▶ [DIRECTIONS]
Copy out all the lines of the data that hold the word "countertop".
____ EXTRACTED ENTRIES
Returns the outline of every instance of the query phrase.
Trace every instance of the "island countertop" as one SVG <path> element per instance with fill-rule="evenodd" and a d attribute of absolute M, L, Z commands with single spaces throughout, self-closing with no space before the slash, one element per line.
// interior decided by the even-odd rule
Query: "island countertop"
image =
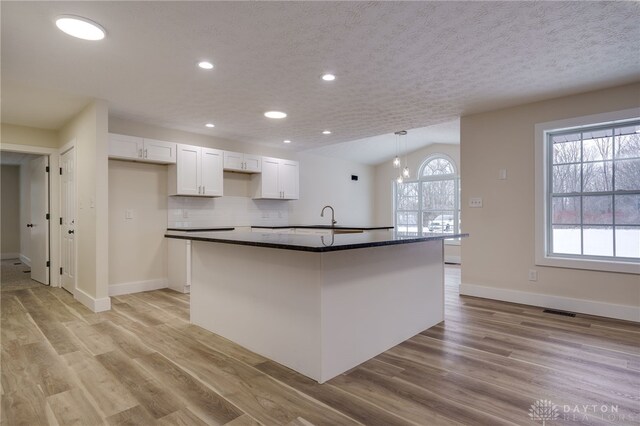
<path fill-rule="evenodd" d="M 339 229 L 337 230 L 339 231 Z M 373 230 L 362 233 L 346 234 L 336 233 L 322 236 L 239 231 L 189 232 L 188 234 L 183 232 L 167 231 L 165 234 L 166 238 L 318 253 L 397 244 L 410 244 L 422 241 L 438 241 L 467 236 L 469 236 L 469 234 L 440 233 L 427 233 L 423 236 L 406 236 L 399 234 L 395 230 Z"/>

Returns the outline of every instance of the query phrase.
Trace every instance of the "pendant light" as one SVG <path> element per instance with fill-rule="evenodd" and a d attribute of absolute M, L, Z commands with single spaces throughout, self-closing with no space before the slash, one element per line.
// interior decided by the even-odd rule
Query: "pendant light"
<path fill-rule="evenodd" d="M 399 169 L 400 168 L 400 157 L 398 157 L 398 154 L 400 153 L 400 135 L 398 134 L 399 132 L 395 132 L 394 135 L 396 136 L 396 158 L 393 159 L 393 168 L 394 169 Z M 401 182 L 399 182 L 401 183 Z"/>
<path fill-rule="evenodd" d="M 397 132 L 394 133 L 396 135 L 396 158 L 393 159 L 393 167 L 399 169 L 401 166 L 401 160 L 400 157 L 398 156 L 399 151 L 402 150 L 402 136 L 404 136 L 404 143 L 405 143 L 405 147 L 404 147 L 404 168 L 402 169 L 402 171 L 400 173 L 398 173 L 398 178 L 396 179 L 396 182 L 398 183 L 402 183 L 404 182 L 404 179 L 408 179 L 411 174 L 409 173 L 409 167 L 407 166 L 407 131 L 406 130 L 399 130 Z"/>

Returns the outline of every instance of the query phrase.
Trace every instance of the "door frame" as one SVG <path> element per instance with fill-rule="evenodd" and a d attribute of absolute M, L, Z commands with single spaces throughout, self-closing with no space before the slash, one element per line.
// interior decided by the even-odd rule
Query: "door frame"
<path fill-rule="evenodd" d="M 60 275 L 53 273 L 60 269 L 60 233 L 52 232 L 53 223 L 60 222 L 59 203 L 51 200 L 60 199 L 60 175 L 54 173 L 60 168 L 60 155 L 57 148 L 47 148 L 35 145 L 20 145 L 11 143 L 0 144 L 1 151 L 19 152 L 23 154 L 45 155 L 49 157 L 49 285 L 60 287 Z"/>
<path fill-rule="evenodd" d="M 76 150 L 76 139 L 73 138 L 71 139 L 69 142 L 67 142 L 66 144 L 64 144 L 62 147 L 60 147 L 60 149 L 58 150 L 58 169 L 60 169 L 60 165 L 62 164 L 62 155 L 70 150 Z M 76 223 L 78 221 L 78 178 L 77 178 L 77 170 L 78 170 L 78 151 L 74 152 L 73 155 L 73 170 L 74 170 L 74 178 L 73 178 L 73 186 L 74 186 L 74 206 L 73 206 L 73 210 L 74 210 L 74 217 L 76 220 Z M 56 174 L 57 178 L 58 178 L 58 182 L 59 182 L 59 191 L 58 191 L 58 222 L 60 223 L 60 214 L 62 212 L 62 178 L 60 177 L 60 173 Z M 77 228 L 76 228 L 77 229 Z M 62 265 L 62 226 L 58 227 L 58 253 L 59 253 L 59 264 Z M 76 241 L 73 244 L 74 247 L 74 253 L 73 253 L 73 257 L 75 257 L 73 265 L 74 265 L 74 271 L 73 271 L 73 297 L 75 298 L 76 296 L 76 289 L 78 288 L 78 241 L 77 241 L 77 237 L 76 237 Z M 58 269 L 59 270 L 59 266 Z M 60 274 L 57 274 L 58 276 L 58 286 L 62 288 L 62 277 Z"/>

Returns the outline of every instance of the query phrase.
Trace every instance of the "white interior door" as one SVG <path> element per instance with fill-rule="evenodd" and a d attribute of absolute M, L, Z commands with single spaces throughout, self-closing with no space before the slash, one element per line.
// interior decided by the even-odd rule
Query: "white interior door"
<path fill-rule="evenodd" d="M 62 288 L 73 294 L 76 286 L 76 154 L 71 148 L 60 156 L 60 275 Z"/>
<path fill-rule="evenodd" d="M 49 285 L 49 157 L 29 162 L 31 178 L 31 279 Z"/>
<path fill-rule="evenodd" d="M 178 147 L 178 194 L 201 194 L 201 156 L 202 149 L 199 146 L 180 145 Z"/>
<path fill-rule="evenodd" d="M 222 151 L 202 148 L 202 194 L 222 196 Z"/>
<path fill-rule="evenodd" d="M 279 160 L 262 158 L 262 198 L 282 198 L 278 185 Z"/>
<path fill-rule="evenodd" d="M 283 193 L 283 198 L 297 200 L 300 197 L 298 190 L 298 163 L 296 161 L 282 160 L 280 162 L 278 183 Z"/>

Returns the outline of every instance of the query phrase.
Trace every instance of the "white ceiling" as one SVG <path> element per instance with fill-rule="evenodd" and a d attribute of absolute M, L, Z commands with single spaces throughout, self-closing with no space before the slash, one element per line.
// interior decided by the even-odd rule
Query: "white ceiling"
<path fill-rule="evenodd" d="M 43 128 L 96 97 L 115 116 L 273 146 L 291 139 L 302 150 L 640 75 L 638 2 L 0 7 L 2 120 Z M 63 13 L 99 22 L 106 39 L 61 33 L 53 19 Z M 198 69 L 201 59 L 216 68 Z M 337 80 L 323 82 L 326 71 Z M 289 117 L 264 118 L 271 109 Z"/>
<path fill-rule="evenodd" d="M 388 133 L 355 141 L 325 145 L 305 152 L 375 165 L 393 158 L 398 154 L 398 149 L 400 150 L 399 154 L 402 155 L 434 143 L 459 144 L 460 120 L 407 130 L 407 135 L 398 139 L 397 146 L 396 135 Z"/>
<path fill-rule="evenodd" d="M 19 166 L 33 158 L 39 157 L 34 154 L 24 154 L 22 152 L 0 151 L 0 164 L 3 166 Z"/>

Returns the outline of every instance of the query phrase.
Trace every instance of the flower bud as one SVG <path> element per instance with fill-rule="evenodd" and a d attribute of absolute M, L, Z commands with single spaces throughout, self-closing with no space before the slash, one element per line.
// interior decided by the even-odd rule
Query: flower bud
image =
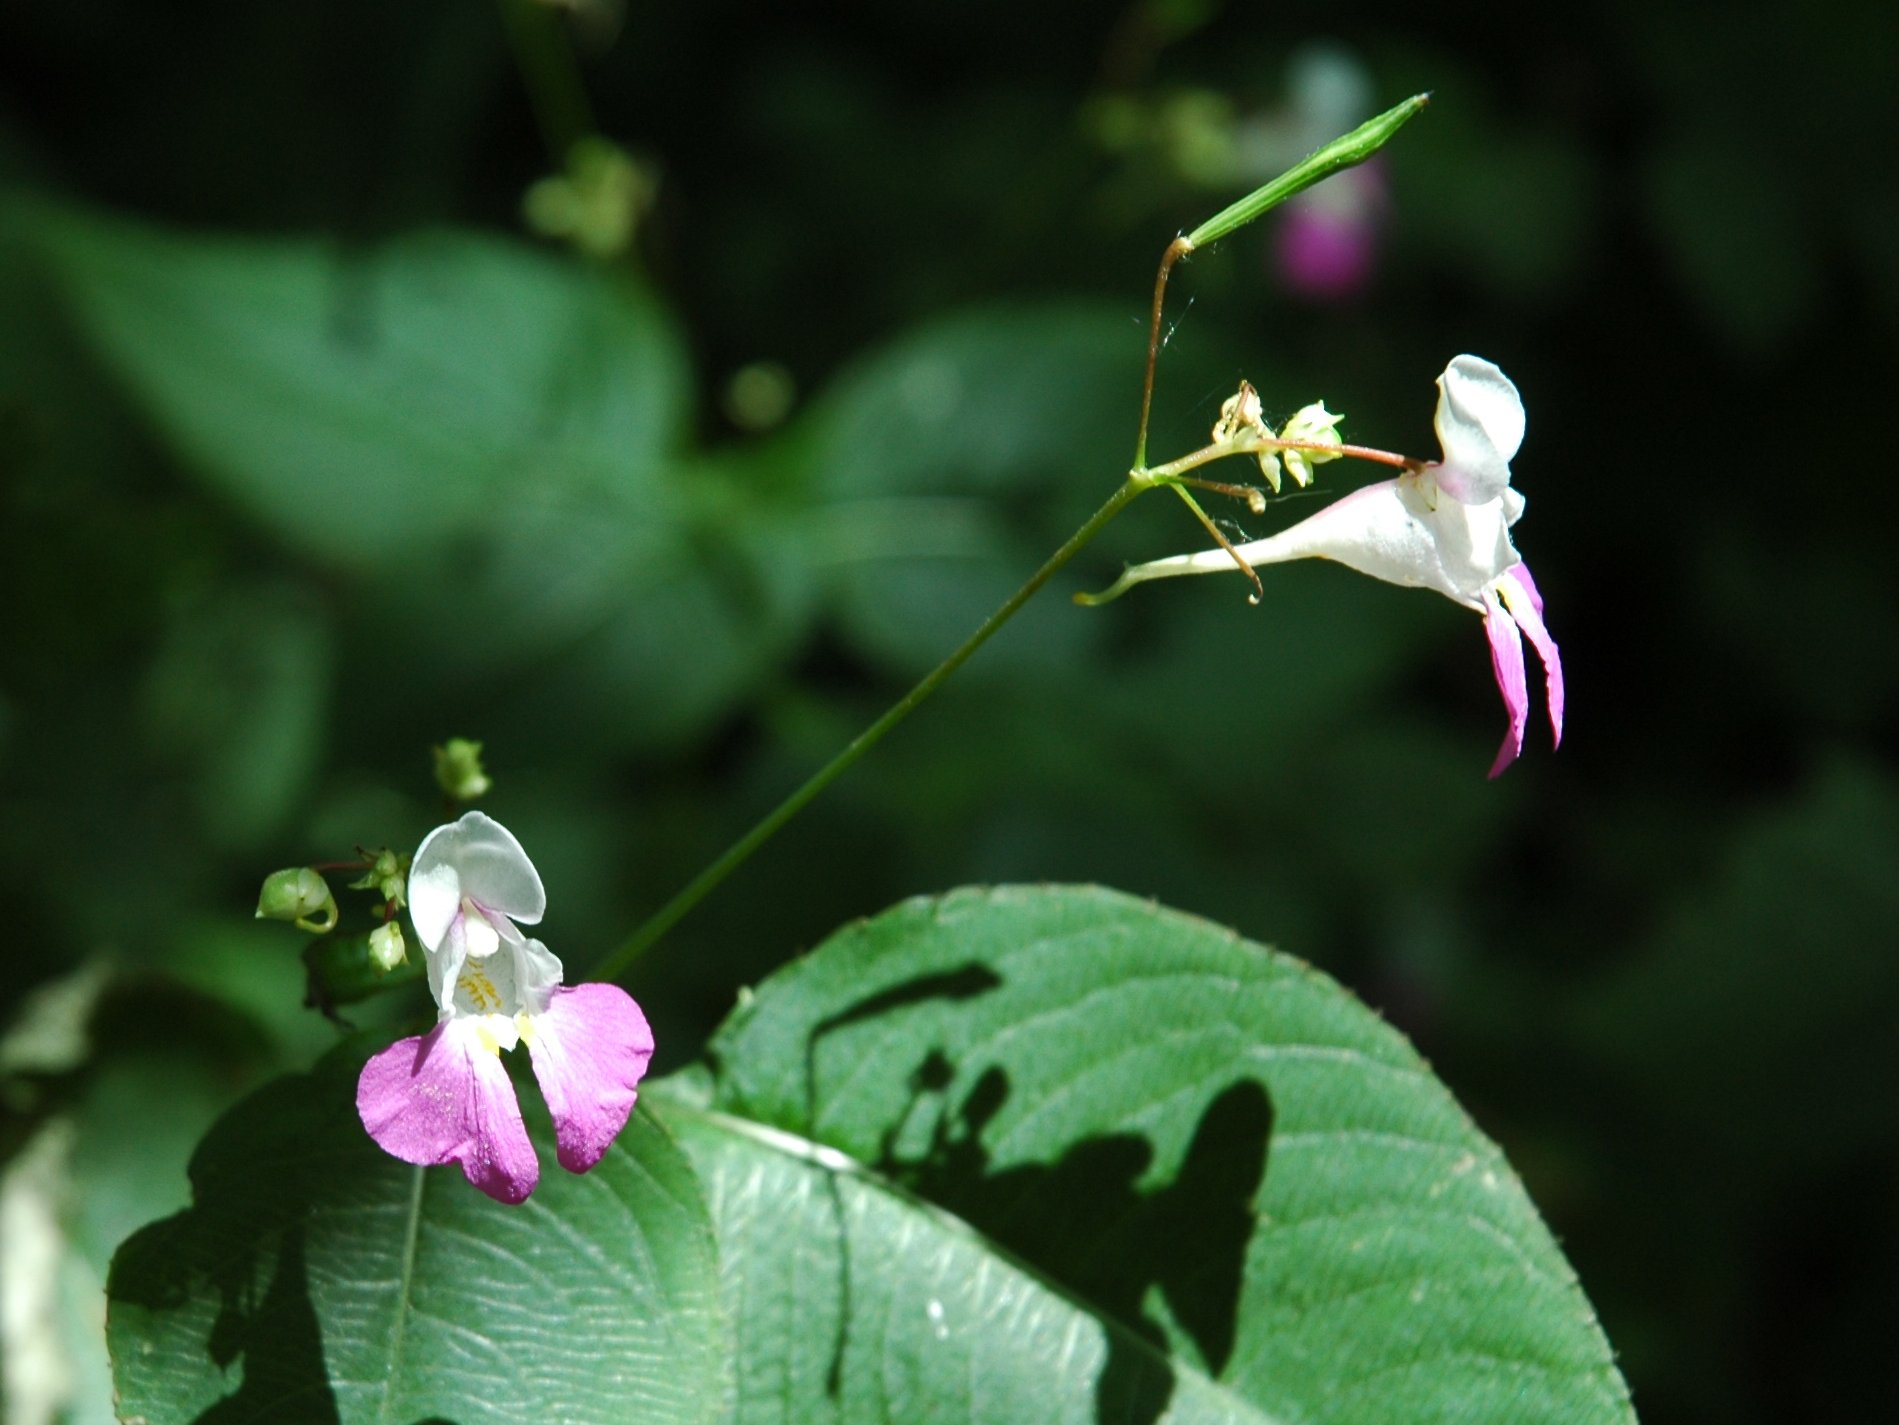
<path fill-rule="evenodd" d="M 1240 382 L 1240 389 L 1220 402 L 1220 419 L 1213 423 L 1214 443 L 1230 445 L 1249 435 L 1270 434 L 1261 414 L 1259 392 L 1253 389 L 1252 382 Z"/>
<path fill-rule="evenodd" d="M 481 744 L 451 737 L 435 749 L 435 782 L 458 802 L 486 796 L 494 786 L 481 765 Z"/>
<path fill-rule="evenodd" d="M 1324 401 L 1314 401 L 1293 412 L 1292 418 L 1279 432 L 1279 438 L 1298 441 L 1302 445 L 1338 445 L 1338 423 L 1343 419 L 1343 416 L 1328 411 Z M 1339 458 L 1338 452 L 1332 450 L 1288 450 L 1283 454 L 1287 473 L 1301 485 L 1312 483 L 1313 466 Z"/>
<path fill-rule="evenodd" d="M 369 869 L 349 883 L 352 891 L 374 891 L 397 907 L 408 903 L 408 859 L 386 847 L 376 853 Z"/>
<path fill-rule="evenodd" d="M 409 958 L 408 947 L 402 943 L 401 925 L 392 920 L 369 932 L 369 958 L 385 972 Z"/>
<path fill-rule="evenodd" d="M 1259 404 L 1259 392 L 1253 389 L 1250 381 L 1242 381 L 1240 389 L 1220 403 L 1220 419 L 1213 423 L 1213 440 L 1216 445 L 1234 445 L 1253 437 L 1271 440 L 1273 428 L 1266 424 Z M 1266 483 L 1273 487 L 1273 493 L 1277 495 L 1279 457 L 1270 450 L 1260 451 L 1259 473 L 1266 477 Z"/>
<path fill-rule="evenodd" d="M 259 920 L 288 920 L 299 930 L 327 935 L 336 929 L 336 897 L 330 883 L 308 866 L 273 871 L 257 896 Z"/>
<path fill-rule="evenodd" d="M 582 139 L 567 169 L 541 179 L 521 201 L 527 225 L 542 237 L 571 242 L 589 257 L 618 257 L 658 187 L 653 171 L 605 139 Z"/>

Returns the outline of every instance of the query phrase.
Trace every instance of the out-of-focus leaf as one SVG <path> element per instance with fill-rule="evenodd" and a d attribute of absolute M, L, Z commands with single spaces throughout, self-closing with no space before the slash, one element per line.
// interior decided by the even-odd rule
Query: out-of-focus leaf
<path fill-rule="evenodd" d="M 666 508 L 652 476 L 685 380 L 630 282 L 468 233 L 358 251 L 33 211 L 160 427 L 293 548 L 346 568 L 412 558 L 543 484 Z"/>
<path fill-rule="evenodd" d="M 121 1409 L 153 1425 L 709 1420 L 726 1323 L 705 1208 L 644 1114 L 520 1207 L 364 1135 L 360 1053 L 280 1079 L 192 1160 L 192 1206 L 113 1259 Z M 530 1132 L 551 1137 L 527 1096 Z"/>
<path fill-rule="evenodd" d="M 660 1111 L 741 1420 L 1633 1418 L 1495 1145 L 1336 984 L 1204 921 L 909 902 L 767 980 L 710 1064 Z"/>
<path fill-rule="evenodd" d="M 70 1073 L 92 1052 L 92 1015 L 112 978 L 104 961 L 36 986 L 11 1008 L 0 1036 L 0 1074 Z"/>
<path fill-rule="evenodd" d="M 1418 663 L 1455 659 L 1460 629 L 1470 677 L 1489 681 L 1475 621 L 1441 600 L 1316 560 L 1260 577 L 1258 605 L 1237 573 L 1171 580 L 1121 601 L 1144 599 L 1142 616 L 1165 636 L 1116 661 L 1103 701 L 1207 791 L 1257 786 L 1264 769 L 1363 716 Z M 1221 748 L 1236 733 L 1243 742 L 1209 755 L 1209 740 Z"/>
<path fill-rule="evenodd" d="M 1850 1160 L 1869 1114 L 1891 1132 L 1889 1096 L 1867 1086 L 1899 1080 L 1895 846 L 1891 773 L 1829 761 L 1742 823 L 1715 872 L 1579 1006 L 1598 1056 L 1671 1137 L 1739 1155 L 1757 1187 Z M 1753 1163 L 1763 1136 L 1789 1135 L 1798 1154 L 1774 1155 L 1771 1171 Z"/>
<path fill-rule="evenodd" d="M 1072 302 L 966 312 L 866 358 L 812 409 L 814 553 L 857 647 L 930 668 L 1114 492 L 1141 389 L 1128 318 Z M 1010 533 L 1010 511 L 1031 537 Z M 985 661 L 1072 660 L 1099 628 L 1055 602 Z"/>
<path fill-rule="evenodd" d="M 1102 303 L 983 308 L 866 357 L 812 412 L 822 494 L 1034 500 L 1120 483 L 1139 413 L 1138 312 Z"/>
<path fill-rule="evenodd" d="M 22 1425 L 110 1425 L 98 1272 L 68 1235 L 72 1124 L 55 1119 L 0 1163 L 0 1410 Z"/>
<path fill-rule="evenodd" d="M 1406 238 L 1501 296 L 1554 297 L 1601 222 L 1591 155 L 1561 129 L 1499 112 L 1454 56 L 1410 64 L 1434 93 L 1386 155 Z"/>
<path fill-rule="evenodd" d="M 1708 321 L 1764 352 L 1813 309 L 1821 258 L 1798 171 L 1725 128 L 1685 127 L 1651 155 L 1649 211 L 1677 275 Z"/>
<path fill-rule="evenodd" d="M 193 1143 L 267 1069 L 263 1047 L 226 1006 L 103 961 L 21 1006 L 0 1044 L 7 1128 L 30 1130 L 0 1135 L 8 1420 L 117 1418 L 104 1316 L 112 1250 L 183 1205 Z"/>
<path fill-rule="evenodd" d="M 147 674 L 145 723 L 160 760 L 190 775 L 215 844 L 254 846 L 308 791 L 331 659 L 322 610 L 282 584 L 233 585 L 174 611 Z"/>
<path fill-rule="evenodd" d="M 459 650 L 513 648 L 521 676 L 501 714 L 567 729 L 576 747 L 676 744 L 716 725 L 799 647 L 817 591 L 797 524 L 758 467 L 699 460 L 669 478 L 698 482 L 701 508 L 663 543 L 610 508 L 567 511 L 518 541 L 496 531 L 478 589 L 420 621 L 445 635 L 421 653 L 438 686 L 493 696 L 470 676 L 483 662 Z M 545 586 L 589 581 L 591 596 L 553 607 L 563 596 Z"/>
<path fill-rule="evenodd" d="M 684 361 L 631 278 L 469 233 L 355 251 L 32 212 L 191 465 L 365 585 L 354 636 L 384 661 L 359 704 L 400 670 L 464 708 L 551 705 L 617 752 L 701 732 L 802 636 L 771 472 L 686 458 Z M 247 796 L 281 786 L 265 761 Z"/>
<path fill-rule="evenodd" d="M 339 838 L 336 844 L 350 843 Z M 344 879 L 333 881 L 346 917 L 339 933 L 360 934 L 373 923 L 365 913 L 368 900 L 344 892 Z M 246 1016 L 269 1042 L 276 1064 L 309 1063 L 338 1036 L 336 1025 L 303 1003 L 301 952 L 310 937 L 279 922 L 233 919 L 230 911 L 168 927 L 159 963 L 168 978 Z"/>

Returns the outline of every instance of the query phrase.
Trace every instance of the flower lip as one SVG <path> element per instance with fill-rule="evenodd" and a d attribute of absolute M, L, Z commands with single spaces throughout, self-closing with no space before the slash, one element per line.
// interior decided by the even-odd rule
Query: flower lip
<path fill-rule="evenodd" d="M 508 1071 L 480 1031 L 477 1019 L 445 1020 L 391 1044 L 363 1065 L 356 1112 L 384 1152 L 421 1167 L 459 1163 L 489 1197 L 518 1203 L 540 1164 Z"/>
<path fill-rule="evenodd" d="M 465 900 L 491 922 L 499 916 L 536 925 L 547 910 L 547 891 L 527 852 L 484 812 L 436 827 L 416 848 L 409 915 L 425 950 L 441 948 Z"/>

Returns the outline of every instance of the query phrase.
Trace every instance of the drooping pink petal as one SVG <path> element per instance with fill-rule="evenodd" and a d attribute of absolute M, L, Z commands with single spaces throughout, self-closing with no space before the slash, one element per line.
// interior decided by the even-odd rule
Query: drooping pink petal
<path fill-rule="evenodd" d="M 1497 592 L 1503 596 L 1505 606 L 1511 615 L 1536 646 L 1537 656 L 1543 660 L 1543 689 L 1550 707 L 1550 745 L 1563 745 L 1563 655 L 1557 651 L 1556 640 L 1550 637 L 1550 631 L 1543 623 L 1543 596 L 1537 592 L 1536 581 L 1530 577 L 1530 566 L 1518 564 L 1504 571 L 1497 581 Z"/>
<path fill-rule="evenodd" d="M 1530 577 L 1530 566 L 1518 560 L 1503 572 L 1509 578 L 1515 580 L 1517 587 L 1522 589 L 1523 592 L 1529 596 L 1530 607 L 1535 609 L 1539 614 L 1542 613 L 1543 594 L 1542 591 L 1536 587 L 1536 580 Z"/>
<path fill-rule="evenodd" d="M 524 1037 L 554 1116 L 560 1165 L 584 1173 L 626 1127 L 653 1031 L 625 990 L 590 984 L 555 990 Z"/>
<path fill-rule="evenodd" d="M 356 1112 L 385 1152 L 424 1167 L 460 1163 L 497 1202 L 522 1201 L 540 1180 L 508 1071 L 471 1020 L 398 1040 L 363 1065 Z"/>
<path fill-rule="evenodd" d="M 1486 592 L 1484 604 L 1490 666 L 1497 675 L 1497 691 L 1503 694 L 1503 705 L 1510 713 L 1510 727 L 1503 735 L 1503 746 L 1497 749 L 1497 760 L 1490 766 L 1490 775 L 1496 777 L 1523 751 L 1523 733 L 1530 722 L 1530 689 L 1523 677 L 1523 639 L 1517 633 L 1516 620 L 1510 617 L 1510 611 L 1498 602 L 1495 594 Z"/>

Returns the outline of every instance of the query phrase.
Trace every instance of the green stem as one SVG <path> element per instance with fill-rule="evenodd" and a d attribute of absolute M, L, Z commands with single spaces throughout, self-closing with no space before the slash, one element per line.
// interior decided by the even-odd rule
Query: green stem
________
▶ [RESPONSE AREA]
Trace every instance of the "island countertop" as one SVG <path> element per instance with fill-rule="evenodd" and a d attribute of absolute M, L, Z commands with single spaces throughout, self-closing with no space before the slash, one element per line.
Query: "island countertop"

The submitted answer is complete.